* [Work to do]: Pick out each line of the data below that contains the word "innermost", and copy those lines unchanged.

* [Recorded data]:
+ + + + +

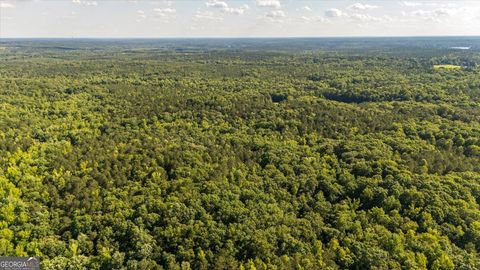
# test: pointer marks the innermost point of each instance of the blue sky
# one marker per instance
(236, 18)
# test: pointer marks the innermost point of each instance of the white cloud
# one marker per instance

+ + + + +

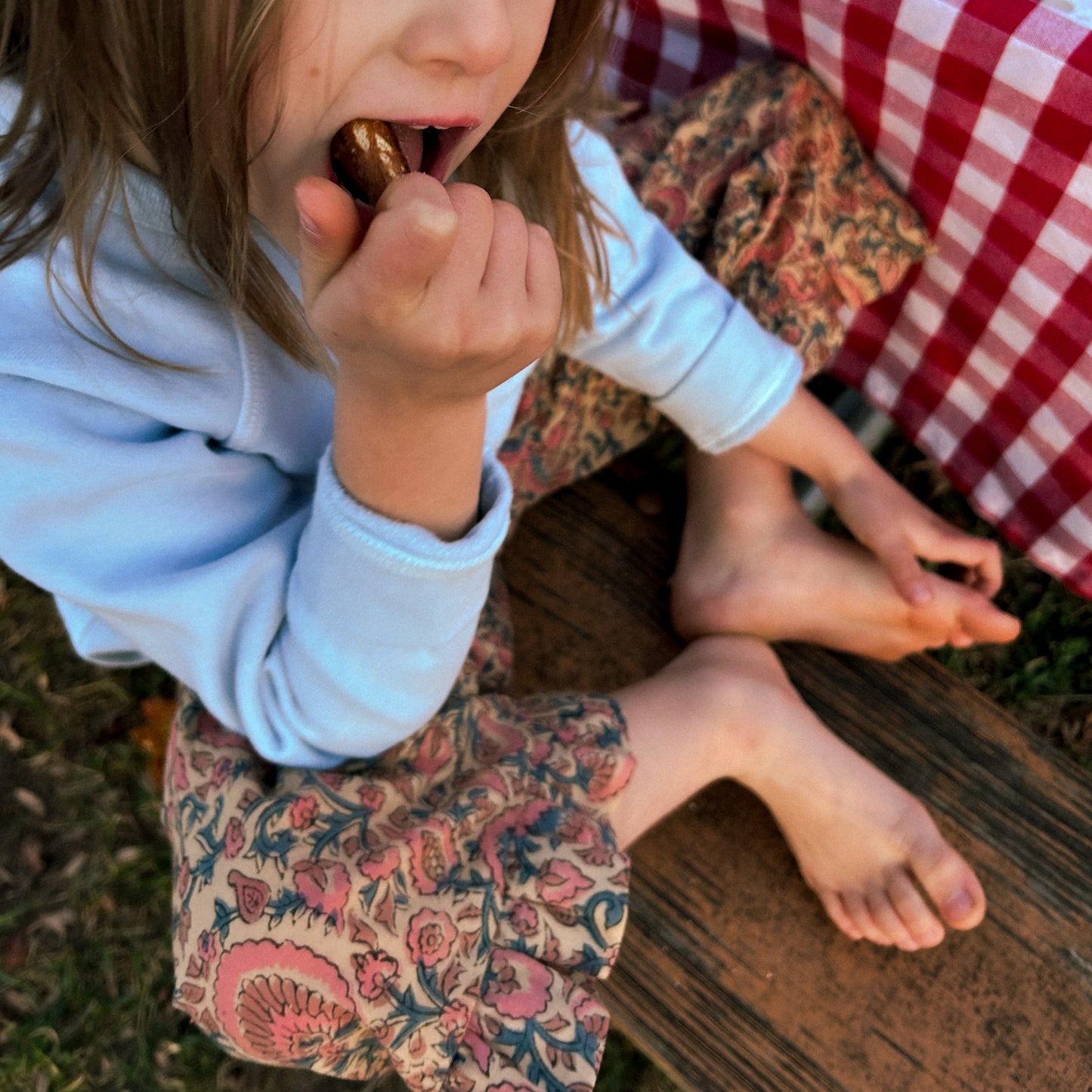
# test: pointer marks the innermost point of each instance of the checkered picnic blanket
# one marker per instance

+ + + + +

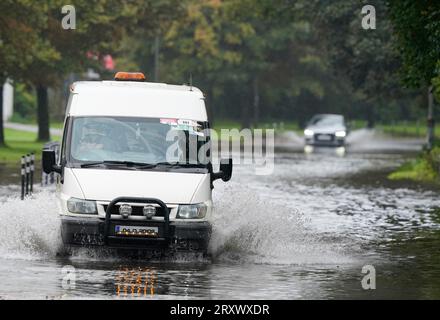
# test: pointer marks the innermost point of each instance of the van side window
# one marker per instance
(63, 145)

+ + + + +

* [Exercise response]:
# test: pointer marks the innermost point of each instance of the blue sky
# test: pointer marks the innermost point of each instance of the white cloud
# test: pointer marks the innermost point of each instance of the checkered picnic blanket
# test: pointer marks the innermost point of each instance of the van side window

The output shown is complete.